▶ _Available records_
*-*-*

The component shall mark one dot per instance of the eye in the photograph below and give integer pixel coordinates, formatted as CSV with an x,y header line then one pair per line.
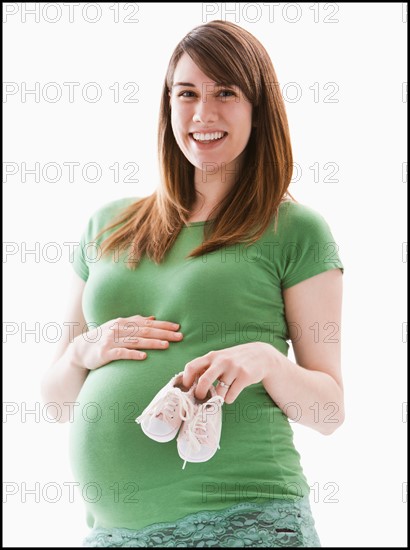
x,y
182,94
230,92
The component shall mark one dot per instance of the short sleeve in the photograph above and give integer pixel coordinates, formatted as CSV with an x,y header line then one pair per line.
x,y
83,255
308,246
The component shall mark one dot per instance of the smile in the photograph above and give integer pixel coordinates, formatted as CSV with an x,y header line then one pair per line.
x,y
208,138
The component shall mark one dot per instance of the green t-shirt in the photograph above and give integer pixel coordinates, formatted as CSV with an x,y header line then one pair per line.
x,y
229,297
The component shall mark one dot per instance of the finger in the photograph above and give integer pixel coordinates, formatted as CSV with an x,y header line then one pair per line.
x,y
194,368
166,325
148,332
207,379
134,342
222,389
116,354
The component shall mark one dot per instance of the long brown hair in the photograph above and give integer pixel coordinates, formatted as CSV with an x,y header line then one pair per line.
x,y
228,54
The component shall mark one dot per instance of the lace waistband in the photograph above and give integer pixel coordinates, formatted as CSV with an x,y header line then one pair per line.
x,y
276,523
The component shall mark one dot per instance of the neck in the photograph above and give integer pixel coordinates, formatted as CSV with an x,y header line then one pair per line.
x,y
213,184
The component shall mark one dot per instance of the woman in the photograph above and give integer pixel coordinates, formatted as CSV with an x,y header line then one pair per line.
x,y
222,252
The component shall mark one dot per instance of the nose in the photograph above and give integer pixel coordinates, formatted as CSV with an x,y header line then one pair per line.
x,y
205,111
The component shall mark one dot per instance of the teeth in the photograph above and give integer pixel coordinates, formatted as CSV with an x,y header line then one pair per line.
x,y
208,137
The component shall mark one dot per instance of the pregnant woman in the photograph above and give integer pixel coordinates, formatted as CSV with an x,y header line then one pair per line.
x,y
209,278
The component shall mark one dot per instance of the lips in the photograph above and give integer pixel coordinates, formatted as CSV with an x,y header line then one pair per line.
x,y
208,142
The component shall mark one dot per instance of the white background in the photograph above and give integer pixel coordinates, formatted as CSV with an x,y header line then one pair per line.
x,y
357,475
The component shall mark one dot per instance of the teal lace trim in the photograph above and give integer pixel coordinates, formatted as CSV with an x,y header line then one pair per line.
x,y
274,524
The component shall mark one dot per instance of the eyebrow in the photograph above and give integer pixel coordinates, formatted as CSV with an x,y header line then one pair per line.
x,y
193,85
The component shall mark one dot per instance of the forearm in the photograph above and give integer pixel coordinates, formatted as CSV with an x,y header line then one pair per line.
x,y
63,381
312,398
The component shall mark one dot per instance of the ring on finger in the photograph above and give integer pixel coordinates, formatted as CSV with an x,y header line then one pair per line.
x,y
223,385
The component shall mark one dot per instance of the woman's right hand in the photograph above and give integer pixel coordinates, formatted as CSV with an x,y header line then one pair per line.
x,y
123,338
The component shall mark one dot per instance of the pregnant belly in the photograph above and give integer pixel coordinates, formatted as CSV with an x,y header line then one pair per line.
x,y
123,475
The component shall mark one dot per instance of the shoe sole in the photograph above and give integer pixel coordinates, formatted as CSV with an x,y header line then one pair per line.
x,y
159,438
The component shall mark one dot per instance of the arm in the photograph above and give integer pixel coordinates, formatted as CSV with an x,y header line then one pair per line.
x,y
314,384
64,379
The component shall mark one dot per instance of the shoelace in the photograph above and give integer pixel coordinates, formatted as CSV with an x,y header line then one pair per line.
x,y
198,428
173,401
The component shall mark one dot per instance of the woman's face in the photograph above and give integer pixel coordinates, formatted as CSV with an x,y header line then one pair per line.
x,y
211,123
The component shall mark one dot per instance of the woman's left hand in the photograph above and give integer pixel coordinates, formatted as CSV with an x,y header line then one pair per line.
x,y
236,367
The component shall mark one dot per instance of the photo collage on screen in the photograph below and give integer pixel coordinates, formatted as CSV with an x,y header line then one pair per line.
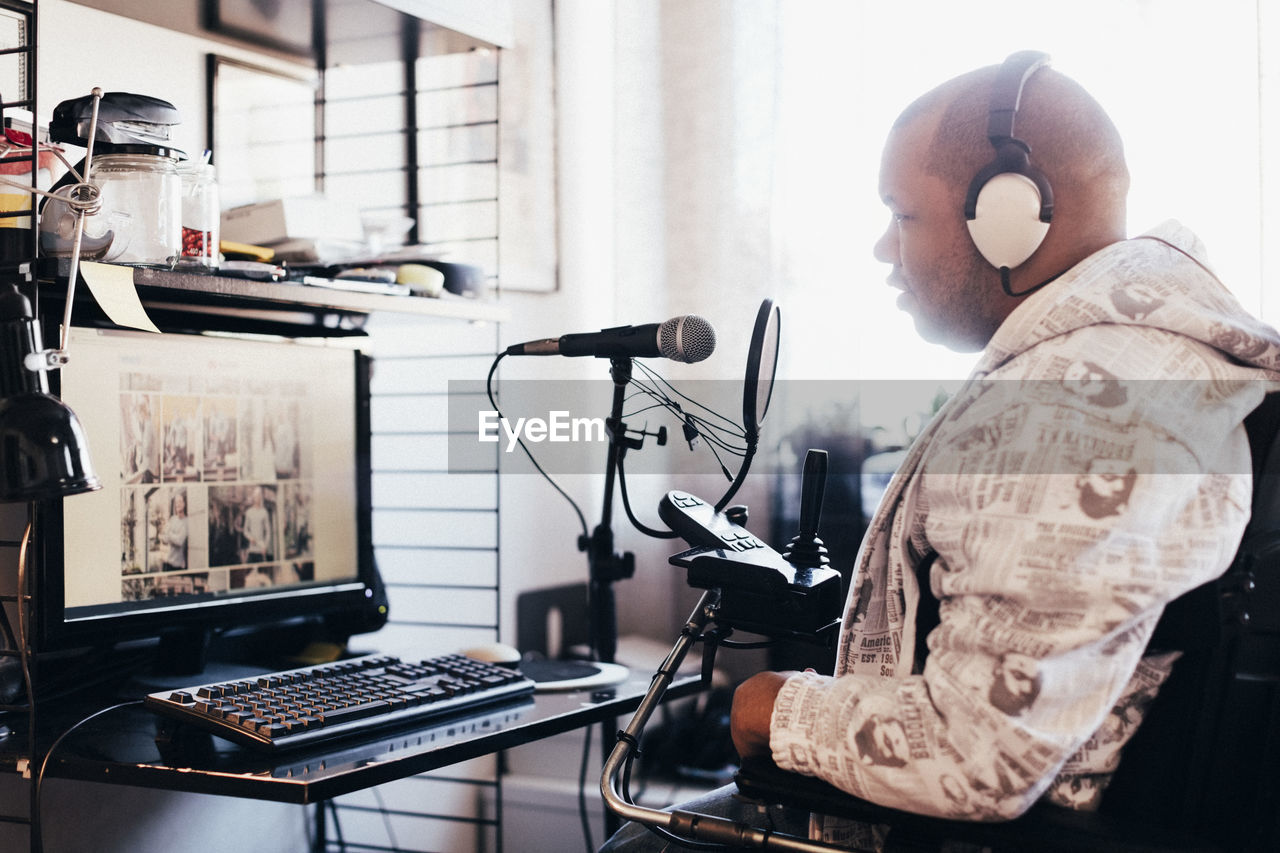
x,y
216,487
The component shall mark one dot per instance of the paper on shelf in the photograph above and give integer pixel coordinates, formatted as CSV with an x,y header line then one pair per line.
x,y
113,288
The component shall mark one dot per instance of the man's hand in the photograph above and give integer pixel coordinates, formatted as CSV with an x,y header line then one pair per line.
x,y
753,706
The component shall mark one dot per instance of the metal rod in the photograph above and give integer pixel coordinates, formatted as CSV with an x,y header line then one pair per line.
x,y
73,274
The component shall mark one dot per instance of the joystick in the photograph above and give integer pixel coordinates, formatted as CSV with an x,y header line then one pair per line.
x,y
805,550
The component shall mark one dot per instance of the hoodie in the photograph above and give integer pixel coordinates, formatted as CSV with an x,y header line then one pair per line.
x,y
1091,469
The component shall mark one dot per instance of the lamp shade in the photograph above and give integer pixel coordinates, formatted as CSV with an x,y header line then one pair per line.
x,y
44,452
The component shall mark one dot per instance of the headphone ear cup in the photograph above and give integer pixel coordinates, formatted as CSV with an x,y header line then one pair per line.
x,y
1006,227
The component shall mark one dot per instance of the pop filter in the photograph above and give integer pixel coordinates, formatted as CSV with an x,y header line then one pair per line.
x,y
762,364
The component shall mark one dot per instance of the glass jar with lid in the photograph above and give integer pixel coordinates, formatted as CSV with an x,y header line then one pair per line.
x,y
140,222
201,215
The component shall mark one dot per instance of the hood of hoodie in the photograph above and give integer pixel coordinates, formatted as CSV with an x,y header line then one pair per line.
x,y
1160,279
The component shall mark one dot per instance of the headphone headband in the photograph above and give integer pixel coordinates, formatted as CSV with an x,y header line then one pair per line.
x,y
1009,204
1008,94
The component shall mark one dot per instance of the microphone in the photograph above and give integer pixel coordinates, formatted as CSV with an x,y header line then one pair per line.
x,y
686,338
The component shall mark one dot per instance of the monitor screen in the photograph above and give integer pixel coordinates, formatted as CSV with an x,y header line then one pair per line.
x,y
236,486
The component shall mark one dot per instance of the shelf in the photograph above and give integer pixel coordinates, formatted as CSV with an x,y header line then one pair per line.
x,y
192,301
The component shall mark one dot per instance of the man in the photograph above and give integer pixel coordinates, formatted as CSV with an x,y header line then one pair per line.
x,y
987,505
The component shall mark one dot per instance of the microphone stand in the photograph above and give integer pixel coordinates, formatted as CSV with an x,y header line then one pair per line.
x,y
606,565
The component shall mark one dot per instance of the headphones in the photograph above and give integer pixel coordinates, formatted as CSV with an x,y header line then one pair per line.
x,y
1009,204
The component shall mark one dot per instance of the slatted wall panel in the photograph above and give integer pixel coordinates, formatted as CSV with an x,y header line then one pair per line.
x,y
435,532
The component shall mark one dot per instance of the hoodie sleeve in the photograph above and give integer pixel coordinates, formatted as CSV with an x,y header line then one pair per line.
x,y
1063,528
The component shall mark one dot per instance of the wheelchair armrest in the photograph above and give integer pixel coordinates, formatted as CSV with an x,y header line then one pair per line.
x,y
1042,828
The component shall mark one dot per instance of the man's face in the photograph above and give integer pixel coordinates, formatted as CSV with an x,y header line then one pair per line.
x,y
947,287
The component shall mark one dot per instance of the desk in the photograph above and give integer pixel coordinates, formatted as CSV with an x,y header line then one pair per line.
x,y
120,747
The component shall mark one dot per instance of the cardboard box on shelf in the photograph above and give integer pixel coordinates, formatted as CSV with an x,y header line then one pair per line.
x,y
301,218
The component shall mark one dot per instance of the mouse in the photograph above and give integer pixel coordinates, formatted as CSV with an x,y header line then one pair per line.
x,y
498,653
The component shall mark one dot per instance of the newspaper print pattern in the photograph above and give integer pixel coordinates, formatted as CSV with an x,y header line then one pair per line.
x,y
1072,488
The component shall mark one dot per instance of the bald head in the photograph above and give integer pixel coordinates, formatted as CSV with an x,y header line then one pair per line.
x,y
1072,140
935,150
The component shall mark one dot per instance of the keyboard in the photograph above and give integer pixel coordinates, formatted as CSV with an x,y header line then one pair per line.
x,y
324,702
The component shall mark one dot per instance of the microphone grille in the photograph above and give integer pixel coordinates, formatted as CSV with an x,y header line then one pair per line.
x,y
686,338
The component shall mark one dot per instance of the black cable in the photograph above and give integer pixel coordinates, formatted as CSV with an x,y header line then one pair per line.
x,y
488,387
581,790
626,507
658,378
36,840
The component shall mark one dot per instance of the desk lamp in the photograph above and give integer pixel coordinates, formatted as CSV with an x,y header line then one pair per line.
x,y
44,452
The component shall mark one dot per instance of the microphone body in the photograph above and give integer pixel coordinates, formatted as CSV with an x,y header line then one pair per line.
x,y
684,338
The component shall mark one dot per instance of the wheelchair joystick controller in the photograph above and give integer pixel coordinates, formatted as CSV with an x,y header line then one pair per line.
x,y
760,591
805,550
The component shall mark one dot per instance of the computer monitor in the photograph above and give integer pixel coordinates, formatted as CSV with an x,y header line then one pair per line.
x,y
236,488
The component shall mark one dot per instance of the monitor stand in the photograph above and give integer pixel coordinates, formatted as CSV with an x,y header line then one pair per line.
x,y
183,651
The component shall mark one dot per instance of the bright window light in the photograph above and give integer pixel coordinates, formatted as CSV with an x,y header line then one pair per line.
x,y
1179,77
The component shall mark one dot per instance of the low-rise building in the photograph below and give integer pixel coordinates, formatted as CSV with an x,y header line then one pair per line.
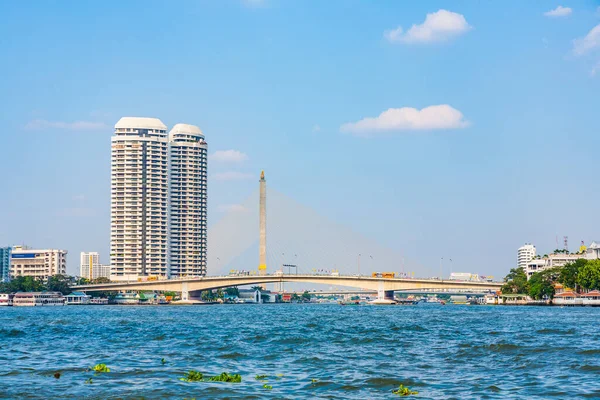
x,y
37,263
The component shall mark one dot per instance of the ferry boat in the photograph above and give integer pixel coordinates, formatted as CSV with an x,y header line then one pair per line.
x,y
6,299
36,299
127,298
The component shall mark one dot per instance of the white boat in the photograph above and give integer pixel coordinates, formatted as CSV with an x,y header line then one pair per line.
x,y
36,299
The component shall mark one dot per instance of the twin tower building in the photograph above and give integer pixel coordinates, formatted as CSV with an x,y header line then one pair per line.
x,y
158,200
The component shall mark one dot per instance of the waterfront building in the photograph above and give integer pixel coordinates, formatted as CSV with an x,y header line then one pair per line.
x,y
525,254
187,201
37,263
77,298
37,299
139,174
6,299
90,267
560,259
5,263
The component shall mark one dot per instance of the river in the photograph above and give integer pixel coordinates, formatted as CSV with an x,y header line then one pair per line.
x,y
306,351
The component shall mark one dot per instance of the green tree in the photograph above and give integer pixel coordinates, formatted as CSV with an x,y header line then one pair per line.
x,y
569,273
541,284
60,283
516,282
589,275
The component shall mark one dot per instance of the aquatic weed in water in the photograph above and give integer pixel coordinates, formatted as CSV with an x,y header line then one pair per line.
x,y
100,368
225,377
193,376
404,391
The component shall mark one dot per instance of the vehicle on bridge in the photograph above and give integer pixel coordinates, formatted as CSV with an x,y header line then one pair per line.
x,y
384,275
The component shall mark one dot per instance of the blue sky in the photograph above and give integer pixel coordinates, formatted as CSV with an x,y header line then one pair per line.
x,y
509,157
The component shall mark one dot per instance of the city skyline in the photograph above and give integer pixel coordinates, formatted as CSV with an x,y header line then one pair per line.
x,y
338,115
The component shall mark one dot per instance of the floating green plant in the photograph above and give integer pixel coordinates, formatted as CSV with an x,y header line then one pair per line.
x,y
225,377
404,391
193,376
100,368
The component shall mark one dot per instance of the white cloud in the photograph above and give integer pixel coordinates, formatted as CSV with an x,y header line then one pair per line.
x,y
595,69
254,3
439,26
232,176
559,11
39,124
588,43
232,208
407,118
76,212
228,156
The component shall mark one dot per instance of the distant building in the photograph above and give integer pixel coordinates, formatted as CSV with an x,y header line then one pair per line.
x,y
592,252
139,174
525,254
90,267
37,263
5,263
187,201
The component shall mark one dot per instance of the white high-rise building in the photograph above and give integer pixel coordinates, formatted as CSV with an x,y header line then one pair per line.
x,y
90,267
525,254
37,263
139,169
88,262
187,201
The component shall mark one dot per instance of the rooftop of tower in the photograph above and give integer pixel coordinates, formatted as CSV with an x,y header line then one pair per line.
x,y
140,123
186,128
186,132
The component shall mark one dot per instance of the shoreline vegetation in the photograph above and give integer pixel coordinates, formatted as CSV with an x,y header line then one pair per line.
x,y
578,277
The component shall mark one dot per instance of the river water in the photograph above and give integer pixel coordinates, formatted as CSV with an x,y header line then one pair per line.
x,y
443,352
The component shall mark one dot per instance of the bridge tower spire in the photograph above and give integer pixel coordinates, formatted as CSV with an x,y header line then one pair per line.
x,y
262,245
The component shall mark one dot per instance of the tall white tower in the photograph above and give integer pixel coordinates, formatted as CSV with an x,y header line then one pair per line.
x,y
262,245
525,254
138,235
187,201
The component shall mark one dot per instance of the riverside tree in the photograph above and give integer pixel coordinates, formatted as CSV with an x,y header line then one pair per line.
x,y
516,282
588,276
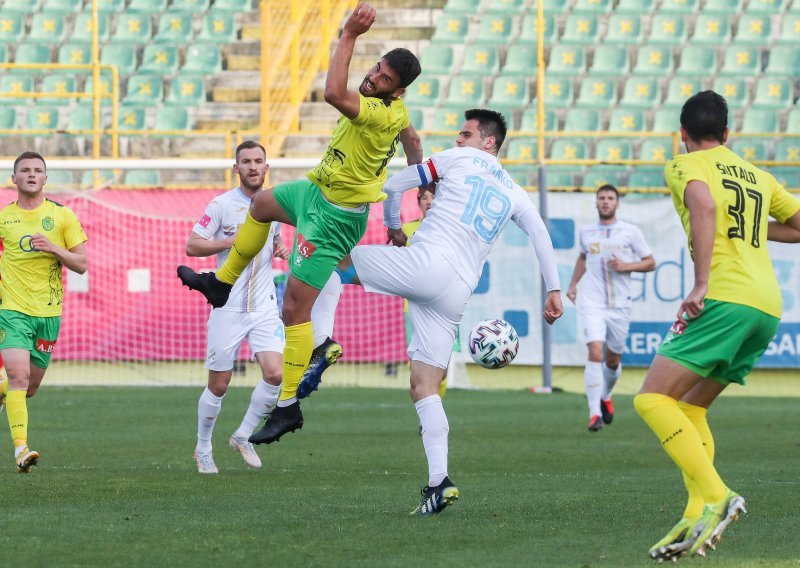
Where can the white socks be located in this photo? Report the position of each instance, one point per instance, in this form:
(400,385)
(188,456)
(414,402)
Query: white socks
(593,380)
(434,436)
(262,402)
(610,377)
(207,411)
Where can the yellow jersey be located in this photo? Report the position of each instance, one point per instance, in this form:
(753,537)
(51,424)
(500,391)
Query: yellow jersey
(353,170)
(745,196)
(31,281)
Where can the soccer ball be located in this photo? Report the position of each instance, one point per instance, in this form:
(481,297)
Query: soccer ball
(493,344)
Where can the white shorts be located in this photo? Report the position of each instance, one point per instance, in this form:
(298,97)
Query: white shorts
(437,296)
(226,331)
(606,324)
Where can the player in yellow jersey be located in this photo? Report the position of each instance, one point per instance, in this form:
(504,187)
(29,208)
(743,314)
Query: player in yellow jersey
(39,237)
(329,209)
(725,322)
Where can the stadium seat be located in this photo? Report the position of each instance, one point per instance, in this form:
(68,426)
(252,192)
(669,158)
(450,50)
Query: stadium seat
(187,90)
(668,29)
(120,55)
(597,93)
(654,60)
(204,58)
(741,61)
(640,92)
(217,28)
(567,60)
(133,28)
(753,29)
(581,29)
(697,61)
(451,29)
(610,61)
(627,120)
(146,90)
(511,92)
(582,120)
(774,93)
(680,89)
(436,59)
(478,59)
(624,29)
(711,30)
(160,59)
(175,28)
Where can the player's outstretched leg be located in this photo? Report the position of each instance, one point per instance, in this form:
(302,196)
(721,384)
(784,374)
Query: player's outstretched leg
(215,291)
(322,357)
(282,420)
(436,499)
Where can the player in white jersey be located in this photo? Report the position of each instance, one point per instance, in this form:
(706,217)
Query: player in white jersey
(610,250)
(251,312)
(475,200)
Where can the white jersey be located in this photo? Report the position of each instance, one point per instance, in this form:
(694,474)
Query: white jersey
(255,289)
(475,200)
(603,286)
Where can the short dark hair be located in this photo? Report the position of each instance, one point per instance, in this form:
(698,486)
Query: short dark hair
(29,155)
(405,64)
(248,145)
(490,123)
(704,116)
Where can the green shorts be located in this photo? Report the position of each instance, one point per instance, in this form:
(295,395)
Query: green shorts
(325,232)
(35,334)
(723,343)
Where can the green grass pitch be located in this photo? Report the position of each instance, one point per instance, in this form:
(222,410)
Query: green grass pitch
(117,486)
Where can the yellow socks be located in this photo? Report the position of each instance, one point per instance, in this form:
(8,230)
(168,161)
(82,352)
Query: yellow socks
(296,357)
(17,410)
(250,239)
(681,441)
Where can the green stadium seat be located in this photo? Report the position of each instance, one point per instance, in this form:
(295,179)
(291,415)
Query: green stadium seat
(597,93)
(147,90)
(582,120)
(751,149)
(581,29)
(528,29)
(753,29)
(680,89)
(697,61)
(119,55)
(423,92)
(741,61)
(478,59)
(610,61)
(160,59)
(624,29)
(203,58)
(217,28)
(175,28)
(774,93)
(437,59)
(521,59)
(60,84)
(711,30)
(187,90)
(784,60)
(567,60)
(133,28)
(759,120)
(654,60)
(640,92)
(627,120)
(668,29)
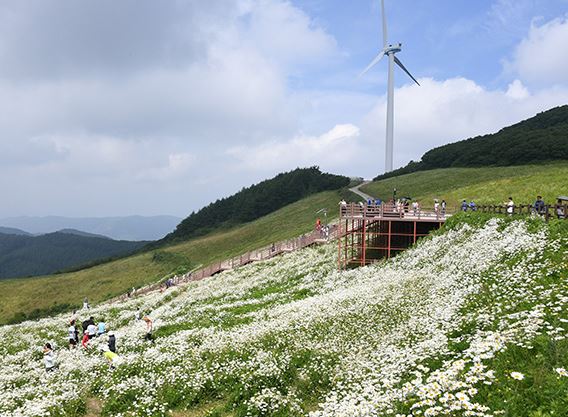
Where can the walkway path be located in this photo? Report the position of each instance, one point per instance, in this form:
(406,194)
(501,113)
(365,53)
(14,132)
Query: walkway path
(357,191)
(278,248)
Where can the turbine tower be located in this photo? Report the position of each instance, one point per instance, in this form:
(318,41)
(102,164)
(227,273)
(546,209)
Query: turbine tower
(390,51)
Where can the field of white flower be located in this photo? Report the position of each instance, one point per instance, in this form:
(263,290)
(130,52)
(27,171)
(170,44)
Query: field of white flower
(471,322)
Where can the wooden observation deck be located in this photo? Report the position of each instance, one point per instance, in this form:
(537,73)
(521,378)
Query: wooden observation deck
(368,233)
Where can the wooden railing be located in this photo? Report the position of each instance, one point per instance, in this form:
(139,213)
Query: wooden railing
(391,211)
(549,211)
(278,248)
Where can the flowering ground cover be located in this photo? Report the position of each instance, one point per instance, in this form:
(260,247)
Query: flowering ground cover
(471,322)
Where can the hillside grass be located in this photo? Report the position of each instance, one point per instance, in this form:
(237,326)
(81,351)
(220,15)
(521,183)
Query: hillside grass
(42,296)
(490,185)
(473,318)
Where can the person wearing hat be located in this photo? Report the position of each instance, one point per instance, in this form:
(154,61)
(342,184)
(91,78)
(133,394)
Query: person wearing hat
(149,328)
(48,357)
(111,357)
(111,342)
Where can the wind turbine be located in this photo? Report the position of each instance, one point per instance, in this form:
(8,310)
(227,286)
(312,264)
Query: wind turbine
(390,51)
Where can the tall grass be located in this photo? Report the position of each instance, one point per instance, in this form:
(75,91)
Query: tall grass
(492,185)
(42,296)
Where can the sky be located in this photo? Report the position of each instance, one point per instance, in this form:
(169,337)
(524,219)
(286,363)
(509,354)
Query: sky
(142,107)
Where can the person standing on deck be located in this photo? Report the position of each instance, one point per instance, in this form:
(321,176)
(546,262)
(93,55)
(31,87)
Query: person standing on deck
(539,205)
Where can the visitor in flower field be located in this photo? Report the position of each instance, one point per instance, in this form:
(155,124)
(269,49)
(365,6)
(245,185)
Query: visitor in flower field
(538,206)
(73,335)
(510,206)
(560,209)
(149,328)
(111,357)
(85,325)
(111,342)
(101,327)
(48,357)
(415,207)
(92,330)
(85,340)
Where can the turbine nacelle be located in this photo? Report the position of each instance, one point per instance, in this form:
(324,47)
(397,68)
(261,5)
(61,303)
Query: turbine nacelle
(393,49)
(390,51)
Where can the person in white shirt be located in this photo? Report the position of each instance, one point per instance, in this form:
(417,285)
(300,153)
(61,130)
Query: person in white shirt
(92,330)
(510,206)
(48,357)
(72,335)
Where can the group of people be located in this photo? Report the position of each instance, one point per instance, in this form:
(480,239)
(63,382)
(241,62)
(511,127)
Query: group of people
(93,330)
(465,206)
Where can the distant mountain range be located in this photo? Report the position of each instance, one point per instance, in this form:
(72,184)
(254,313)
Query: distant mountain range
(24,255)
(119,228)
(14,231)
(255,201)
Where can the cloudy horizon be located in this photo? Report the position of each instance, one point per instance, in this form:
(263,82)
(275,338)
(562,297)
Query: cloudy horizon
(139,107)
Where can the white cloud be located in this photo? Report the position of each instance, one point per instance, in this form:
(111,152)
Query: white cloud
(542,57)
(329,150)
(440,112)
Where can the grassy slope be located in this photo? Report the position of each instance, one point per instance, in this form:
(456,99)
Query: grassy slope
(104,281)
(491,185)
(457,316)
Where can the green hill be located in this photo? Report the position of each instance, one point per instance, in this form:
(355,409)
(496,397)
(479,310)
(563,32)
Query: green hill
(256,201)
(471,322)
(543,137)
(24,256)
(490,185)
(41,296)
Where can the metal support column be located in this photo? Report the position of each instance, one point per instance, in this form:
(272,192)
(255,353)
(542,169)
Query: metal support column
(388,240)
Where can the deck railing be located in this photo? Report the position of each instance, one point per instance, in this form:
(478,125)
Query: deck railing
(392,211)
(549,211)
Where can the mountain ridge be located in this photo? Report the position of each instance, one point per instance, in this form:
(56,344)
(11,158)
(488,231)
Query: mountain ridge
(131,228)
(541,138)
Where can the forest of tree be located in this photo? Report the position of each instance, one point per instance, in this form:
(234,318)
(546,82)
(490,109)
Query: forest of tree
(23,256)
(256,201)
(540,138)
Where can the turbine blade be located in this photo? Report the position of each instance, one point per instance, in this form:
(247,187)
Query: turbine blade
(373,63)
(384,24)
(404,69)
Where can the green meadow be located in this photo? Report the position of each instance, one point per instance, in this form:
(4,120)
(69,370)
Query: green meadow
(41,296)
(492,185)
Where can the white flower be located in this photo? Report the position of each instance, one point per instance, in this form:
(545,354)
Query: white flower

*-*-*

▶ _Problem_
Every line from the one containing "Where can the turbine blade" through the end of the data must be repeated exactly, and no other line.

▶ _Response for this exercise_
Where can the turbine blade be located in this photo? Report the position of each instance, one point per instance, in this form:
(247,187)
Query: turbine blade
(373,63)
(384,24)
(404,69)
Where can the green meadow be located in this photo? Report the position of each instance, one point per instance, in this form:
(4,120)
(69,370)
Query: green meadow
(41,296)
(492,185)
Where can the white flower be located in this photo? Report the position of each instance, one point per instance, in this form:
(545,354)
Query: white flower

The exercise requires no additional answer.